• Problem details
Only the lines from the one with "alligator eye, each" onward are wanted, through the last line of the entries, set down exactly.

• Given records
************

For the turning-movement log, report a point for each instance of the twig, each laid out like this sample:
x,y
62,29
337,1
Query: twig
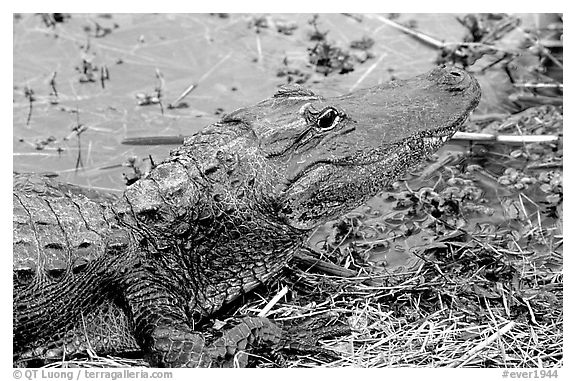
x,y
53,84
273,302
472,353
154,140
539,85
29,94
183,95
418,35
159,89
506,139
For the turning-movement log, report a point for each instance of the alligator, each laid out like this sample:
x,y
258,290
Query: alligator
x,y
224,213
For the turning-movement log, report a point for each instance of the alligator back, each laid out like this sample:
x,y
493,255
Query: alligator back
x,y
65,239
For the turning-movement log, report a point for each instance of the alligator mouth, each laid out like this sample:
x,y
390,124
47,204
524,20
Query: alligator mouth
x,y
431,141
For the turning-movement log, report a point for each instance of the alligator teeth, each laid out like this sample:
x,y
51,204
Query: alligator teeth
x,y
436,140
433,140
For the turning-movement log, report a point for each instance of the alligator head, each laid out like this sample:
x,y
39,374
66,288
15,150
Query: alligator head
x,y
322,157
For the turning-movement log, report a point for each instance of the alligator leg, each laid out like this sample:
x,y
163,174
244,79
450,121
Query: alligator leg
x,y
162,330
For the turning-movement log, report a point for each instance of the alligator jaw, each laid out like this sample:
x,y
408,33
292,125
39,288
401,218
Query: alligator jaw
x,y
389,129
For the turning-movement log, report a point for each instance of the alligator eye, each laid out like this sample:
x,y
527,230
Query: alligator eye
x,y
328,119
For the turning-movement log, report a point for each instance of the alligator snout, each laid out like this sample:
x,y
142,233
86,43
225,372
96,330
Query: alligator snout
x,y
451,78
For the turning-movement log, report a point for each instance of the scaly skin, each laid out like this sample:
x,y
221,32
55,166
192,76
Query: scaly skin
x,y
224,213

************

• Finished exercise
For the turning-movement log, report a point for each instance of the alligator eye, each laid out like this sample:
x,y
527,230
Query: alligator eye
x,y
328,119
For the turning-movement log, report a point for each instance of the alligator snout, each laid out like this sample:
x,y
142,233
86,43
225,372
96,330
Query: alligator snout
x,y
451,78
For the turning-movement log, report a point for each instance of the scaly skin, each laid out like this sample:
x,y
221,32
55,166
192,76
Query: scaly skin
x,y
224,213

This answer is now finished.